::: LESETEXT

Fähigkeit und Bereitschaft verschränken sich also zur Kernfrage: es geht um die Haltung, die Überzeugung, die Bereitschaft des Westens, einem Aggressor in seiner Sprache zu widersprechen. Der Feind wählt die Waffen: Propaganda, Lug&Betrug, rücksichtsloses Kalkül, Atom- oder Chemiewaffen. Dem muss sich der Westen entgegenstellen – können wir das? Die USA, vermuten wir, schon. Europa, fürchte ich, nicht.

Ist das dekadent? Zumindest ist es eine feine Linie, die Fortschritt und Zivilisation von der Unfähigkeit zum Selbsterhalt trennt. Hunderttausende demonstrieren auf der Strasse gegen Putin, doch Gesänge mit dem Refrain „Frieden, Frieden, Frieden“ – werden den nicht beeindrucken. Und wie viele versammeln sich hinter der Parole „Nieder mit Putin“, „Tod dem Aggressor“? Viel weiter als bis zu einer Karikatur (s.o.) gehen unsere Gedanken, geht unsere innere Bereitschaft nicht. Die Frage, ob wir Deutschen notfalls - wie die Ukrainer – „überhaupt“ bereit wären, unser Land zu verteidigen, geistert seit Jahren durch die einschlägige Qualitätspresse. Es ist auch die Frage, die Wolodimir Selensky stellt, und die mir der Vorsitzende der Gewissenskommission gestellt hat.

Mein Leben für mein Leben?

::::::
::: AUSGANGSDATEN

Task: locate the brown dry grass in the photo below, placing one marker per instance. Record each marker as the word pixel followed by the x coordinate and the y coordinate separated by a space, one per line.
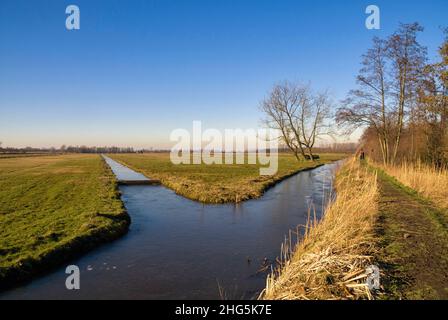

::::::

[AUFGABENSTELLUNG] Entscheiden Sie, ob die folgenden Aussagen mit dem Lesetext übereinstimmen, und antworten Sie jeweils mit Ja oder Nein sowie den entscheidenden Worten des Lesetextes als genauem Zitat. (a) Der Lesetext nimmt an, dass Europa sich einem Aggressor entgegenstellen kann. (b) Laut Lesetext demonstrieren Hunderttausende auf der Straße gegen Putin. (c) Der Lesetext nennt Propaganda als eine der Waffen, die der Feind wählt. Die Daten stammen aus einer anderen Quelle als der Lesetext.

[LÖSUNG]
(a) Nein: „Europa, fürchte ich, nicht.“
(b) Ja: „Hunderttausende demonstrieren auf der Strasse gegen Putin“
(c) Ja: „Der Feind wählt die Waffen: Propaganda“